Study text:
★ ★ ★ ★ ★ ★ ★

ROME, Ga. — Former FBI Special Agent Kenneth W. Hillman III looked at the federal judge Friday and said he was a broken man, his mind warped by a life undercover, deep in "hell's basement," forced to make impossible choices.
For about five years, Hillman ran a task force in Rossville aimed at catching child predators on the internet. He and local officers chatted undercover with suspects, pretending to pimp out sons and daughters and nephews. They arrested more than 100 people, said his lawyer, Todd Alley.
But in the process, Hillman said, he saw videos of teenagers being raped. He couldn't shake those scenes. In 2009, he said, he was diagnosed with post-traumatic stress disorder. He said he asked the FBI for help but his bosses did nothing. He asked other agents to take over the task force. They refused.
So Hillman stayed. He feared nobody else would track down the rapists.
This, Alley and Hillman told U.S. District Court Judge Harold Murphy, helps explains why the FBI agent broke the law.
In 2012, he began an affair with Angela Russell. He let her chat undercover with the task force's targets, ride along on stings and put handcuffs on a defendant. Russell is not a law enforcement officer, and she was not listed as one of Hillman's informants.
The task force disbanded in early 2013. Russell's then-husband, businessman Emerson Russell, told defense attorney McCracken Poston about his wife's affair and her participation in the federal investigations.

★ ★ ★ ★ ★ ★ ★

In the report on Kenneth W. Hillman III, in which town did he run the task force that targeted child predators online? The listing is separate material and has no connection to the report.

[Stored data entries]
★ ★ ★ ★ ★ ★ ★

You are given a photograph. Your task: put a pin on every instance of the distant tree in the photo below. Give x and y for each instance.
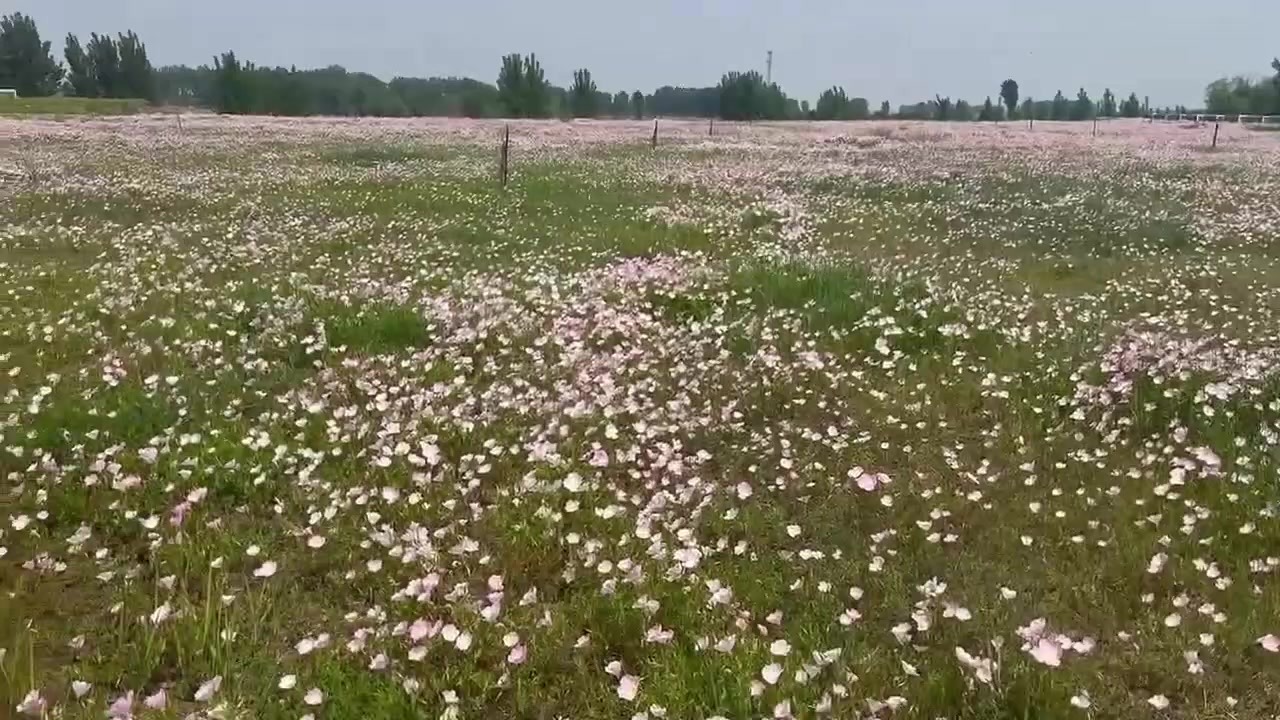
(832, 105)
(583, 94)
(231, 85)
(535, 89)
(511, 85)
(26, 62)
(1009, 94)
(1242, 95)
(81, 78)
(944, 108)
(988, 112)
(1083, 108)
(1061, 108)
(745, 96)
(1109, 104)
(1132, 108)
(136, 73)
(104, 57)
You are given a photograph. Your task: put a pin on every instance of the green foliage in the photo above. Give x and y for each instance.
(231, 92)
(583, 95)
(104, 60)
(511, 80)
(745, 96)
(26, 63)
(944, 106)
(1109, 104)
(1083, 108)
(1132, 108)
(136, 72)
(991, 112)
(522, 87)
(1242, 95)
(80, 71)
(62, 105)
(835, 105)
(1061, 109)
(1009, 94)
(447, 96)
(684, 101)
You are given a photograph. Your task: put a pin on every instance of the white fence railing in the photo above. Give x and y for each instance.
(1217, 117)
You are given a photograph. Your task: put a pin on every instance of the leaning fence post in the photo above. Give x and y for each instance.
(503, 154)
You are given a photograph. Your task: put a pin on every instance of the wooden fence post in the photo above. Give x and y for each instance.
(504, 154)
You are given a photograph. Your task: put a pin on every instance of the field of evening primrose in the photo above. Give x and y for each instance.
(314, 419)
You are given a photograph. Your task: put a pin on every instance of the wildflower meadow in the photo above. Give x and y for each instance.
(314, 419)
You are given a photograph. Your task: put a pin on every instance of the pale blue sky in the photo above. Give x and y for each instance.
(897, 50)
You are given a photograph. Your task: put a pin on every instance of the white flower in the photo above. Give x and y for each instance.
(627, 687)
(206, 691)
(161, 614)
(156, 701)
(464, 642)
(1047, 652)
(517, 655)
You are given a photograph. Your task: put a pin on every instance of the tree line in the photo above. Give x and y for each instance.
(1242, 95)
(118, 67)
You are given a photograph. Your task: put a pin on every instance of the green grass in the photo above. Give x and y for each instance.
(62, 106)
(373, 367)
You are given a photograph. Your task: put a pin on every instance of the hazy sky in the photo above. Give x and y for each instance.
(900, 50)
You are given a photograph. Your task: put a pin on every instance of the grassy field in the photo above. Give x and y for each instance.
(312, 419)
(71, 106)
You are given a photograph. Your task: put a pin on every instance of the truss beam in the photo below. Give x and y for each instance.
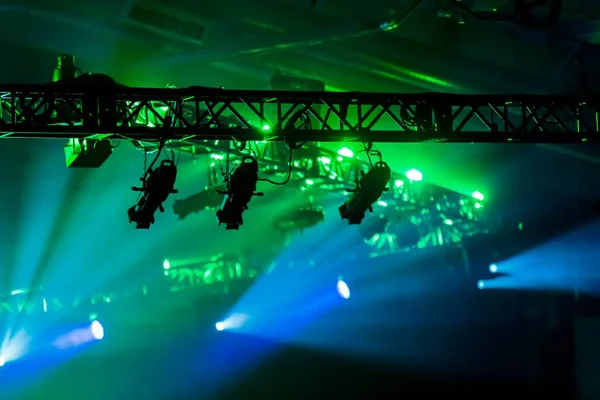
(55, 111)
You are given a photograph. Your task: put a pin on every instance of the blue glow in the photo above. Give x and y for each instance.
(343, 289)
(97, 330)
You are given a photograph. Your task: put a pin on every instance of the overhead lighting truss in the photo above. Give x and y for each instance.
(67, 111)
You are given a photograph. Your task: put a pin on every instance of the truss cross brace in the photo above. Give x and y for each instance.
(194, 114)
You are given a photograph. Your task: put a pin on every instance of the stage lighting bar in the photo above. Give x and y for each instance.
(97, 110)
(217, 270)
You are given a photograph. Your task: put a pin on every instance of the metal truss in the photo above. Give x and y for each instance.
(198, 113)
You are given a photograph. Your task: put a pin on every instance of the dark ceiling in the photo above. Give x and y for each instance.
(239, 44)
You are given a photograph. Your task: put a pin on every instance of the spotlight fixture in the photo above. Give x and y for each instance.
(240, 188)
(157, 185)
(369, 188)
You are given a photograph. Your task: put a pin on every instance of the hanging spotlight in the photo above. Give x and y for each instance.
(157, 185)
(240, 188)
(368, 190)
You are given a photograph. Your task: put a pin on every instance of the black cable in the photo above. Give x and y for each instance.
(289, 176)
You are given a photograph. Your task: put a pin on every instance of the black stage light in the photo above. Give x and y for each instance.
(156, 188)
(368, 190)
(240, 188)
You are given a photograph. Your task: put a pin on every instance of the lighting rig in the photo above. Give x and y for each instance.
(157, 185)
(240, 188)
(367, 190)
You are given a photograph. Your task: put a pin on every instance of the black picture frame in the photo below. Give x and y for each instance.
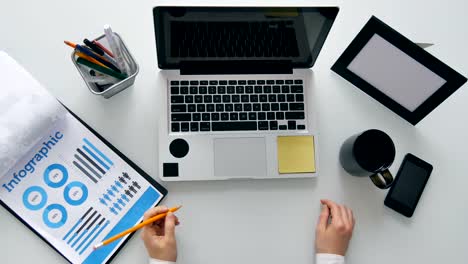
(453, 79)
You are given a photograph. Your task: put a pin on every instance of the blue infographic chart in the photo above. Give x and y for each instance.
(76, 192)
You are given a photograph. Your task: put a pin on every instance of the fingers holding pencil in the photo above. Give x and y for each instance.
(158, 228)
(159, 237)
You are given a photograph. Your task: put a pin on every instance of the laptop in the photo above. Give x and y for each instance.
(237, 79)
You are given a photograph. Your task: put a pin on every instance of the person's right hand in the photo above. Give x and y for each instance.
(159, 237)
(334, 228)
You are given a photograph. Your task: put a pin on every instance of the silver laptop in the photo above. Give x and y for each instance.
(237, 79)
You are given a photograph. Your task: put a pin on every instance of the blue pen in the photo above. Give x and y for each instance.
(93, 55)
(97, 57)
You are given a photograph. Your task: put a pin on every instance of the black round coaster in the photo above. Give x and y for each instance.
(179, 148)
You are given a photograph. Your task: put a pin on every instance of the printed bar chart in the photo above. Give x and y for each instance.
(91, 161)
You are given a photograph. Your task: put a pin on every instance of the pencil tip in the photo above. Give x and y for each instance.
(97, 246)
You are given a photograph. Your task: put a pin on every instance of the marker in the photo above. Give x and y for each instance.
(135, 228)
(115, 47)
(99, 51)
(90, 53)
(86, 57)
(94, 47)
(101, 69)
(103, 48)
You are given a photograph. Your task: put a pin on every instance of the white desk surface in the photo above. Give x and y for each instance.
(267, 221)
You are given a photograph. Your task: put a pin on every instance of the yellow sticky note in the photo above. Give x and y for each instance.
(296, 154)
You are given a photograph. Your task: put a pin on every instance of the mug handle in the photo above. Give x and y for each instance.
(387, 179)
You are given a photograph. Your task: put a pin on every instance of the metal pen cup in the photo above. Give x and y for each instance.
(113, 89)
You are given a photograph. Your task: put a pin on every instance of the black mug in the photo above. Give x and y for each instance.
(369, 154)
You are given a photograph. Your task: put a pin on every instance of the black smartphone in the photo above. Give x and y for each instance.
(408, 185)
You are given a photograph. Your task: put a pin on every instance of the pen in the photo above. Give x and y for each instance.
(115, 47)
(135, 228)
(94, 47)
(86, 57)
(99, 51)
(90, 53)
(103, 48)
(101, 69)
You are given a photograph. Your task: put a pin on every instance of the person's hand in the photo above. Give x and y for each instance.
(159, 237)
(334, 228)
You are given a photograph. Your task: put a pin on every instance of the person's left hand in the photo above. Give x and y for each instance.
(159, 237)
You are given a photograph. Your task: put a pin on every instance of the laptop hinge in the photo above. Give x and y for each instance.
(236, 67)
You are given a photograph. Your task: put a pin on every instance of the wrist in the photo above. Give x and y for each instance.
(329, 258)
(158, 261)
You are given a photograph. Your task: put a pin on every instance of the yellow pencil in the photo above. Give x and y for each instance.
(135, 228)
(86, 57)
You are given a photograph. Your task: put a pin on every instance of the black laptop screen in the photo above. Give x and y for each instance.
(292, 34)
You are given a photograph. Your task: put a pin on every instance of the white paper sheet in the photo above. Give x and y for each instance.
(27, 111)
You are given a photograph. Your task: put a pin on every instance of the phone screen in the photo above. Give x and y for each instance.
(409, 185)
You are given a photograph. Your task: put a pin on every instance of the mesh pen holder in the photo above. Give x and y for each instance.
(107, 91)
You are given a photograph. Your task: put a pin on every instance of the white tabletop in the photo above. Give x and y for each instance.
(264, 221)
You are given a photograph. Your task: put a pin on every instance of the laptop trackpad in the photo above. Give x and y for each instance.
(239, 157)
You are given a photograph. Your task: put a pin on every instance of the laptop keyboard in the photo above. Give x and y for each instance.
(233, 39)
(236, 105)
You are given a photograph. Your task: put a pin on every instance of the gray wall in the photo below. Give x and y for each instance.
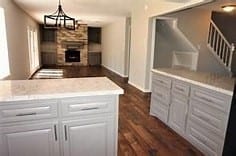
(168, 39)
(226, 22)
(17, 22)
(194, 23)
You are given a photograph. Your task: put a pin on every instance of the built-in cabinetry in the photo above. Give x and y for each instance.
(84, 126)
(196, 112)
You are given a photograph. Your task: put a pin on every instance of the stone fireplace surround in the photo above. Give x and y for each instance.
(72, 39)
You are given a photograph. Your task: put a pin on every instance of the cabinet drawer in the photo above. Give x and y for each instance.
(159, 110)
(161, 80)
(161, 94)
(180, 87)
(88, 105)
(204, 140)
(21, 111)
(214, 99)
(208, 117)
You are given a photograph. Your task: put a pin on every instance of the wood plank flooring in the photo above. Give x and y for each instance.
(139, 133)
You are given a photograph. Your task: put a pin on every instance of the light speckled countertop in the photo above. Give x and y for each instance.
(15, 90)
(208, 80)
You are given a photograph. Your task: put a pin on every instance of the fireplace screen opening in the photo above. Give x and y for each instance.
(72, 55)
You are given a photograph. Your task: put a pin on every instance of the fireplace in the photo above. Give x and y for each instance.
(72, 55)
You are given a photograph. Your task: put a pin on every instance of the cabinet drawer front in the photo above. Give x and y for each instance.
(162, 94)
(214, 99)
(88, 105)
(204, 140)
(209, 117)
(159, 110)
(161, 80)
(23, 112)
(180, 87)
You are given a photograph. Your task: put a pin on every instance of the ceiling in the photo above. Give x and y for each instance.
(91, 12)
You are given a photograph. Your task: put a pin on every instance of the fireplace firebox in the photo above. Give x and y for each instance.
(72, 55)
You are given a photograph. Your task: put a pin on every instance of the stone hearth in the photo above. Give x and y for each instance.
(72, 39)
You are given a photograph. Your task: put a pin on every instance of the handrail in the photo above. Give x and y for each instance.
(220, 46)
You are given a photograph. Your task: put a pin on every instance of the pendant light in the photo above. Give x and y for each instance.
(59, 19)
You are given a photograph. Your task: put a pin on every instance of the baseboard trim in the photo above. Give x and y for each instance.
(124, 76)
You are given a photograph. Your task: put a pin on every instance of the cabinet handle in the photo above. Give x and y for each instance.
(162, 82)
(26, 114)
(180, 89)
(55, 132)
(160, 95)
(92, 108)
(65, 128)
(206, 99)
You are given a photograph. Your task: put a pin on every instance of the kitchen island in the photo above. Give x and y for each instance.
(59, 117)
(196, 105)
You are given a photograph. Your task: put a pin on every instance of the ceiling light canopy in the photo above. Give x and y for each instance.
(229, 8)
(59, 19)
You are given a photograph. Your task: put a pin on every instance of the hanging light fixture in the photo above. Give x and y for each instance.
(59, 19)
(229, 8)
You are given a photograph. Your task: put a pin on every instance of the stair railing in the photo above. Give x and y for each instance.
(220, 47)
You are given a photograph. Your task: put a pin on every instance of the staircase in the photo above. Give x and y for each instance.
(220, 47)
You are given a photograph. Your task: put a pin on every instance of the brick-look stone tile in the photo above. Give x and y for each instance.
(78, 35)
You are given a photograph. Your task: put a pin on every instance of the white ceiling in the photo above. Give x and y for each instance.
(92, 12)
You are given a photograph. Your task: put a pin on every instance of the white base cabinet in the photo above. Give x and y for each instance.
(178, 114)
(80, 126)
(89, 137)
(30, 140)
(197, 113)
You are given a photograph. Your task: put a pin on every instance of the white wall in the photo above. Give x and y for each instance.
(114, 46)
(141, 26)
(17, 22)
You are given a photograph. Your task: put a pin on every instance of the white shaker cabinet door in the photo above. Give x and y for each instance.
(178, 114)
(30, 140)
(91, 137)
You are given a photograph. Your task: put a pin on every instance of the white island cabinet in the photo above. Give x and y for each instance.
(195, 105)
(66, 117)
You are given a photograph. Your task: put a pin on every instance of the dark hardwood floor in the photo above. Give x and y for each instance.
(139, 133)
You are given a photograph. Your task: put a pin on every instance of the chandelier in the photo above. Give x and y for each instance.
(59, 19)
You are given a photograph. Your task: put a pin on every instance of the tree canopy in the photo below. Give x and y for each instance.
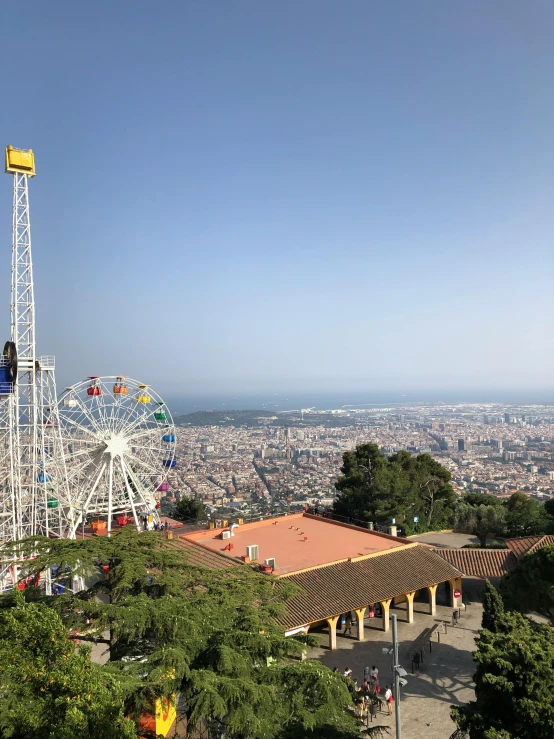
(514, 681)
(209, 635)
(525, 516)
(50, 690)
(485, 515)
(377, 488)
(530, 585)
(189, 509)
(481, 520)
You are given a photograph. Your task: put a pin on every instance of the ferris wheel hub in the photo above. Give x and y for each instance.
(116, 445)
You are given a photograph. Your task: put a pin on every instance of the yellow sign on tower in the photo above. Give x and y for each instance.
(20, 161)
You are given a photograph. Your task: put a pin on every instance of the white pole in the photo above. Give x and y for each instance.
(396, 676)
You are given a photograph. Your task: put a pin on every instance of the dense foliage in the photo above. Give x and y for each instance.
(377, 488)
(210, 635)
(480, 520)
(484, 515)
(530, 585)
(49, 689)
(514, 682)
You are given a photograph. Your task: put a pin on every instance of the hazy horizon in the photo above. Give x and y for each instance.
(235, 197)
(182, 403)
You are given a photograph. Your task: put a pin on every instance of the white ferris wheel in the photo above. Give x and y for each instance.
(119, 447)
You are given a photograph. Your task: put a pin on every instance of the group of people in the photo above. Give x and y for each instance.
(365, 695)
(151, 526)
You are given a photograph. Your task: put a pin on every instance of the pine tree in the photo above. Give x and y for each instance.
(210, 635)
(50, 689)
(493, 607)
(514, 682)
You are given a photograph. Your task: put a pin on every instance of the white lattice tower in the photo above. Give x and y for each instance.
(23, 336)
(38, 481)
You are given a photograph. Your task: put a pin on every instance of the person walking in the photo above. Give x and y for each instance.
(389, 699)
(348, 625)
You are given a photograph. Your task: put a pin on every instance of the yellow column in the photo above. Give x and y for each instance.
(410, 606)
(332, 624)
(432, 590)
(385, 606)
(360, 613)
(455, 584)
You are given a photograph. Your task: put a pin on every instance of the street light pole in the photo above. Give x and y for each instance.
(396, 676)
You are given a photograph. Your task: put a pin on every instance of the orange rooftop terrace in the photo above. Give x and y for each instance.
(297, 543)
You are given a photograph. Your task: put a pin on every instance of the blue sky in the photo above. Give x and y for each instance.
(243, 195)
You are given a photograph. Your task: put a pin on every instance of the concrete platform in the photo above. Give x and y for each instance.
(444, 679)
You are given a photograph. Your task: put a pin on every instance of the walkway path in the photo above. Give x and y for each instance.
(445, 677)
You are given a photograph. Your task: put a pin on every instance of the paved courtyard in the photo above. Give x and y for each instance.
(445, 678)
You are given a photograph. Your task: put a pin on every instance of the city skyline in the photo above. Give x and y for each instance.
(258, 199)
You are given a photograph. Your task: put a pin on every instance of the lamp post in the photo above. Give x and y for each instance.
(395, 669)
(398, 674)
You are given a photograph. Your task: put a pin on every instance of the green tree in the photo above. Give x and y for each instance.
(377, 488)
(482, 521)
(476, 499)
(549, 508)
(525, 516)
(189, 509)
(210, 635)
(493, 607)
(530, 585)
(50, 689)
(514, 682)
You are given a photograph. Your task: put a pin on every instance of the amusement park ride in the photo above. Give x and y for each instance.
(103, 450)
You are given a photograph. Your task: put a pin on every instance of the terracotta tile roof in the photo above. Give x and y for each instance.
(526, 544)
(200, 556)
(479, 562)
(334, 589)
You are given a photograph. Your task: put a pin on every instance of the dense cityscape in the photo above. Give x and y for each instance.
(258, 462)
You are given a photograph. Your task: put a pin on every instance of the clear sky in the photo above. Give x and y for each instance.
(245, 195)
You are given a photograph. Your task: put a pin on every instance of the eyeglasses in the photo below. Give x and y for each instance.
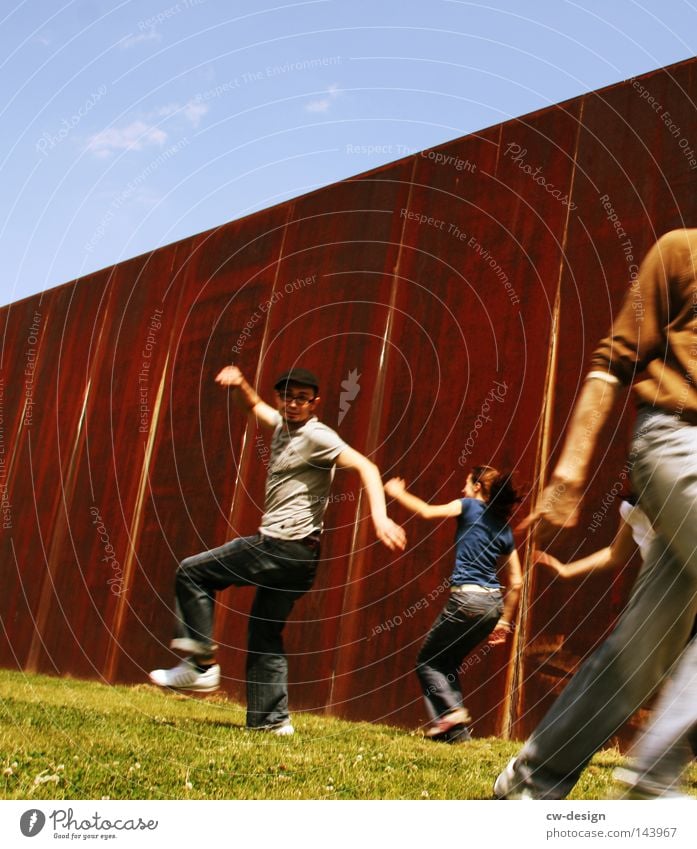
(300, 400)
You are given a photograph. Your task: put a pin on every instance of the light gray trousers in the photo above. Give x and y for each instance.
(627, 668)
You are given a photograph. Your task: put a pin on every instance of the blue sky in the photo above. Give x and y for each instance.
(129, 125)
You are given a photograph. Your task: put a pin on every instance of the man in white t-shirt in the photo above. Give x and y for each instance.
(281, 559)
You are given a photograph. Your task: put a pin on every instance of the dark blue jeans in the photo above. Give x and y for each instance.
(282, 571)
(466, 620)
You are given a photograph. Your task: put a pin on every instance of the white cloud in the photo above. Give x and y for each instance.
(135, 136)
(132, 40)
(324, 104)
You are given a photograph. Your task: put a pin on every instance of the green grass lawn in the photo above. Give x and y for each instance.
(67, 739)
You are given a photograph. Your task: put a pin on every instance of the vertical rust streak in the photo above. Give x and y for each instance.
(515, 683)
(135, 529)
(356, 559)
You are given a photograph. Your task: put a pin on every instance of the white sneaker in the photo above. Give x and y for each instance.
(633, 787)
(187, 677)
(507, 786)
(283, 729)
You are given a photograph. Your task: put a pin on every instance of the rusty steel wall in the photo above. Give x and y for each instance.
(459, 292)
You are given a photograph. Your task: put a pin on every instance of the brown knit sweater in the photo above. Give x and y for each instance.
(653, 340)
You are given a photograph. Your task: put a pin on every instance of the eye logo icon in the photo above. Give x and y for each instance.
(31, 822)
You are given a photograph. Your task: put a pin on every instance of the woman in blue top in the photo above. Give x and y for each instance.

★ ★ ★ ★ ★ ★ ★

Task response: Rossville